## Task instructions:
The output must be the data, printed exactly as written.

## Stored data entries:
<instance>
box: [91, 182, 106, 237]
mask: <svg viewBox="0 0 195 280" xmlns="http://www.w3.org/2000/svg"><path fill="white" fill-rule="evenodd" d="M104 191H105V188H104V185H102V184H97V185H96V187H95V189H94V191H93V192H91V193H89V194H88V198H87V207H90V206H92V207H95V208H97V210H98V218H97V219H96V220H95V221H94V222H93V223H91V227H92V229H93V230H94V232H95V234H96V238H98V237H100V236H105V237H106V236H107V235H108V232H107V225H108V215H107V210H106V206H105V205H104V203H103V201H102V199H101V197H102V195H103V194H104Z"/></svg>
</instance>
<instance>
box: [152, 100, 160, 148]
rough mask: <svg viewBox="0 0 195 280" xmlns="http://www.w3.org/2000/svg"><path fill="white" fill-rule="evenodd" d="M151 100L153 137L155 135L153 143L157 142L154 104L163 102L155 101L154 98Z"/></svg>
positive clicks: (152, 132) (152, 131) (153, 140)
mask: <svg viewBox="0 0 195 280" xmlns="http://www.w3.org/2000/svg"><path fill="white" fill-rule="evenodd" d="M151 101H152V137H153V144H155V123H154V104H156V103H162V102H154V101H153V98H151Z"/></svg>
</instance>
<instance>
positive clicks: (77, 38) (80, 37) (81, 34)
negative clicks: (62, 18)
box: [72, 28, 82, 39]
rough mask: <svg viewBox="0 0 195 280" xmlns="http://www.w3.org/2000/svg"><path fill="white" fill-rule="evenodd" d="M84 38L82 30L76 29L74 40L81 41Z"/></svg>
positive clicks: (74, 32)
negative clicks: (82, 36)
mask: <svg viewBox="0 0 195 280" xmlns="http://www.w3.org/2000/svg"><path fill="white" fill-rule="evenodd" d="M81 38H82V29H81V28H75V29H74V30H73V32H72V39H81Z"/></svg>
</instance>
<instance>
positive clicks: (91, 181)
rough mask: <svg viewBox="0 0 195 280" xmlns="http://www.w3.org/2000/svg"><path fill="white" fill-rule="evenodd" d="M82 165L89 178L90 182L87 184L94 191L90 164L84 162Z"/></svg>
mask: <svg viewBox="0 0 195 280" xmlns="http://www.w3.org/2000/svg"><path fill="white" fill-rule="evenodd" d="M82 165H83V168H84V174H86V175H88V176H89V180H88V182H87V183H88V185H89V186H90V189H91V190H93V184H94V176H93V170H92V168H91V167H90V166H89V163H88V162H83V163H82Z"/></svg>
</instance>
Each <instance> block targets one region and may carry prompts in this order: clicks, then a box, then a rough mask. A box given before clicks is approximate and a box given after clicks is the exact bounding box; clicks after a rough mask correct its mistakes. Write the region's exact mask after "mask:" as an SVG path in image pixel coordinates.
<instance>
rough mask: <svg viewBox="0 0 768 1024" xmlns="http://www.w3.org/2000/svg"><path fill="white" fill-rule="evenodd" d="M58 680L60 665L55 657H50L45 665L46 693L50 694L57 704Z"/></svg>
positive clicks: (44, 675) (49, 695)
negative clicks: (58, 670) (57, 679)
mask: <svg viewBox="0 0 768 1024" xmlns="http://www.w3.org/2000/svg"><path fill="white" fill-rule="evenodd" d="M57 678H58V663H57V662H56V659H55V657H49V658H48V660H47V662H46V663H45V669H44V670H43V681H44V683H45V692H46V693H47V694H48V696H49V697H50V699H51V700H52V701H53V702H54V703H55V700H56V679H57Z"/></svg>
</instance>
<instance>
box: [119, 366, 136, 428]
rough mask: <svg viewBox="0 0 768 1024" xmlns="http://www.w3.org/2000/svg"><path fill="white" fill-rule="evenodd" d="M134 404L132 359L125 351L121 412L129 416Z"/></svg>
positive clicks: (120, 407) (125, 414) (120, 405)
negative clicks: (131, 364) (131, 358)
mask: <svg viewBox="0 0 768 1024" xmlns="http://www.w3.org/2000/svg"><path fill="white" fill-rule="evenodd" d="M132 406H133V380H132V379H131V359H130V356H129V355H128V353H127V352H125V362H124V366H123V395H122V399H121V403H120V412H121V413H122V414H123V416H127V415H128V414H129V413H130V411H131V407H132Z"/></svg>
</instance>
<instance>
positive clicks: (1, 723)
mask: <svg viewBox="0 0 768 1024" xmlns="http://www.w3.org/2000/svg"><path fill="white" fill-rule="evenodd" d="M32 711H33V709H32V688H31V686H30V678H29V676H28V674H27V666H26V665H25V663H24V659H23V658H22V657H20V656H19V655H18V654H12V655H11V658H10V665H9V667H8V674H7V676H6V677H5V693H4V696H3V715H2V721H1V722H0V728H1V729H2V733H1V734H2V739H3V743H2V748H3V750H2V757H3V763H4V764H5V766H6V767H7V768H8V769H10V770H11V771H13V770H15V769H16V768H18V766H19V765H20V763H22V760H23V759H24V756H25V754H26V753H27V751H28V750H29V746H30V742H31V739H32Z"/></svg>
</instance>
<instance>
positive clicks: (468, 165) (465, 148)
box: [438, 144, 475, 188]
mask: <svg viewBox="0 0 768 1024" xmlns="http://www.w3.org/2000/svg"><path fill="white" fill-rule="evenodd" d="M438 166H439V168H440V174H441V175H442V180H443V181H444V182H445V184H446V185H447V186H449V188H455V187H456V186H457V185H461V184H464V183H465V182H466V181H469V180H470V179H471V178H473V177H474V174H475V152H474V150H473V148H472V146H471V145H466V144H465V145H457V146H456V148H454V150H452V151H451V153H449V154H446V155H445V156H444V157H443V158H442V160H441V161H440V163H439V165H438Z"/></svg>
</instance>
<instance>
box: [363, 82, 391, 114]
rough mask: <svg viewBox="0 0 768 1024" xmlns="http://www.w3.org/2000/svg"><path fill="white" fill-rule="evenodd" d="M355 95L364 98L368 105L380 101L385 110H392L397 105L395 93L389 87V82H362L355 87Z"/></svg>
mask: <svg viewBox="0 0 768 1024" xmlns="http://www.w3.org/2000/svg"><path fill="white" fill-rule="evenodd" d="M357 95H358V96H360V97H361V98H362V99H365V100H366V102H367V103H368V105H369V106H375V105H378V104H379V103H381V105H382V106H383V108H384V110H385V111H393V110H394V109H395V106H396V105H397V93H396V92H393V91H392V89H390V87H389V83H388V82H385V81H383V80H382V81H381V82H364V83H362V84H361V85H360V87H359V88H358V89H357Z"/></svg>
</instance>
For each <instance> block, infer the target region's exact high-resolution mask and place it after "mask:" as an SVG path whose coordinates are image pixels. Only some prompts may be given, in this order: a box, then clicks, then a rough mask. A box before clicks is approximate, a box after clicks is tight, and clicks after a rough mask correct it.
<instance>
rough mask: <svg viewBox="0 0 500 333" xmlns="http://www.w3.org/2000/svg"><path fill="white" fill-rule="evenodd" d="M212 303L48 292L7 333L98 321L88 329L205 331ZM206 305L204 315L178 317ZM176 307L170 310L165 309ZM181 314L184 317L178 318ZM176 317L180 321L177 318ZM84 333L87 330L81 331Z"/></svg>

## Answer to this problem:
<instance>
box: [91, 182, 106, 237]
mask: <svg viewBox="0 0 195 280" xmlns="http://www.w3.org/2000/svg"><path fill="white" fill-rule="evenodd" d="M104 191H105V188H104V185H102V184H97V185H96V187H95V189H94V191H93V192H91V193H89V194H88V198H87V207H90V206H92V207H95V208H97V210H98V218H97V219H96V220H95V221H94V222H93V223H91V227H92V229H93V230H94V232H95V234H96V238H98V237H100V236H105V237H106V236H107V235H108V232H107V225H108V215H107V210H106V206H105V205H104V203H103V201H102V199H101V197H102V195H103V194H104Z"/></svg>
</instance>
<instance>
box: [152, 100, 160, 148]
rough mask: <svg viewBox="0 0 195 280" xmlns="http://www.w3.org/2000/svg"><path fill="white" fill-rule="evenodd" d="M151 100L153 137L155 135L153 143L157 142L154 104L163 102L155 101L154 98Z"/></svg>
positive clicks: (152, 132) (152, 131) (153, 140)
mask: <svg viewBox="0 0 195 280" xmlns="http://www.w3.org/2000/svg"><path fill="white" fill-rule="evenodd" d="M151 101H152V137H153V144H155V123H154V104H156V103H162V102H154V101H153V98H151Z"/></svg>
</instance>
<instance>
positive clicks: (77, 38) (80, 37) (81, 34)
negative clicks: (62, 18)
box: [72, 28, 82, 39]
rough mask: <svg viewBox="0 0 195 280" xmlns="http://www.w3.org/2000/svg"><path fill="white" fill-rule="evenodd" d="M84 38L82 30L76 29L74 40L81 41Z"/></svg>
positive clicks: (74, 32)
negative clicks: (82, 36)
mask: <svg viewBox="0 0 195 280" xmlns="http://www.w3.org/2000/svg"><path fill="white" fill-rule="evenodd" d="M81 38H82V29H81V28H75V29H74V30H73V32H72V39H81Z"/></svg>
</instance>
<instance>
positive clicks: (91, 181)
rough mask: <svg viewBox="0 0 195 280" xmlns="http://www.w3.org/2000/svg"><path fill="white" fill-rule="evenodd" d="M82 165L89 178L90 182L87 184L94 191L90 164L84 162Z"/></svg>
mask: <svg viewBox="0 0 195 280" xmlns="http://www.w3.org/2000/svg"><path fill="white" fill-rule="evenodd" d="M82 165H83V168H84V174H86V175H88V176H89V180H88V182H87V183H88V185H89V186H90V189H91V190H93V184H94V176H93V170H92V168H91V167H90V166H89V163H88V162H83V163H82Z"/></svg>
</instance>
Each <instance> block targets one region and may carry prompts in this order: clicks, then a box, then a rough mask. A box given before clicks is approximate and a box given after clicks is the exact bounding box; clicks after a rough mask correct its mistakes. Write the region's exact mask after "mask:" as an SVG path in image pixel coordinates.
<instance>
rough mask: <svg viewBox="0 0 768 1024" xmlns="http://www.w3.org/2000/svg"><path fill="white" fill-rule="evenodd" d="M58 680L60 665L55 657H50L45 665L46 693L50 694L57 704Z"/></svg>
positive clicks: (44, 675) (49, 695)
negative clicks: (58, 670) (57, 679)
mask: <svg viewBox="0 0 768 1024" xmlns="http://www.w3.org/2000/svg"><path fill="white" fill-rule="evenodd" d="M57 678H58V663H57V662H56V659H55V657H49V658H48V660H47V662H46V663H45V669H44V670H43V681H44V683H45V692H46V693H47V694H48V696H49V697H50V699H51V700H52V701H53V702H54V703H55V700H56V679H57Z"/></svg>
</instance>
<instance>
box: [119, 366, 136, 428]
rough mask: <svg viewBox="0 0 768 1024" xmlns="http://www.w3.org/2000/svg"><path fill="white" fill-rule="evenodd" d="M134 404L132 359L125 351L121 412L129 416Z"/></svg>
positive clicks: (120, 407) (125, 414) (120, 405)
negative clicks: (131, 364) (131, 358)
mask: <svg viewBox="0 0 768 1024" xmlns="http://www.w3.org/2000/svg"><path fill="white" fill-rule="evenodd" d="M132 406H133V380H132V379H131V359H130V356H129V355H128V353H127V352H125V362H124V366H123V395H122V399H121V403H120V412H121V413H122V414H123V416H127V415H128V414H129V413H130V411H131V407H132Z"/></svg>
</instance>
<instance>
positive clicks: (1, 723)
mask: <svg viewBox="0 0 768 1024" xmlns="http://www.w3.org/2000/svg"><path fill="white" fill-rule="evenodd" d="M32 711H33V709H32V688H31V686H30V678H29V676H28V674H27V666H26V665H25V663H24V659H23V658H22V657H20V656H19V655H18V654H12V655H11V658H10V665H9V667H8V674H7V676H6V677H5V693H4V696H3V715H2V721H1V722H0V728H1V729H2V733H1V734H2V739H3V743H2V748H3V750H2V757H3V763H4V764H5V766H6V767H7V768H8V769H10V770H11V771H13V770H15V769H16V768H18V766H19V765H20V763H22V760H23V759H24V756H25V754H26V753H27V751H28V750H29V746H30V742H31V739H32Z"/></svg>
</instance>
<instance>
positive clicks: (468, 165) (465, 148)
box: [438, 144, 475, 188]
mask: <svg viewBox="0 0 768 1024" xmlns="http://www.w3.org/2000/svg"><path fill="white" fill-rule="evenodd" d="M438 166H439V168H440V174H441V175H442V180H443V181H444V182H445V184H446V185H447V186H449V188H455V187H456V186H457V185H461V184H464V183H465V182H466V181H469V180H470V179H471V178H473V177H474V174H475V152H474V150H473V148H472V146H471V145H466V144H465V145H457V146H456V148H454V150H452V151H451V153H449V154H446V155H445V156H444V157H443V158H442V160H441V161H440V163H439V165H438Z"/></svg>
</instance>
<instance>
box: [363, 82, 391, 114]
rough mask: <svg viewBox="0 0 768 1024" xmlns="http://www.w3.org/2000/svg"><path fill="white" fill-rule="evenodd" d="M355 95L364 98L368 105L380 101L385 110H392L397 105L395 93L389 87V82H362L355 87Z"/></svg>
mask: <svg viewBox="0 0 768 1024" xmlns="http://www.w3.org/2000/svg"><path fill="white" fill-rule="evenodd" d="M357 95H358V96H360V97H361V98H362V99H365V100H366V102H367V103H368V105H369V106H375V105H378V104H379V103H381V105H382V106H383V108H384V110H385V111H393V110H394V109H395V106H396V105H397V93H396V92H393V91H392V89H390V87H389V83H388V82H385V81H383V80H382V81H381V82H364V83H362V84H361V85H360V87H359V88H358V89H357Z"/></svg>
</instance>
For each <instance> block, infer the target region's exact high-resolution mask and place it after "mask:" as an SVG path whose coordinates are image pixels. Only some prompts may be given, in this order: a box, then clicks, then a rough mask. A box before clicks is approximate, a box after clicks is tight, and clicks after a rough mask correct it.
<instance>
rough mask: <svg viewBox="0 0 500 333" xmlns="http://www.w3.org/2000/svg"><path fill="white" fill-rule="evenodd" d="M212 303L48 292L7 333L98 321L88 329L205 331ZM206 305L204 315L178 317ZM176 307L170 310L165 309ZM181 314L184 317L178 318ZM176 317L180 321L177 318ZM84 333L87 330L81 331Z"/></svg>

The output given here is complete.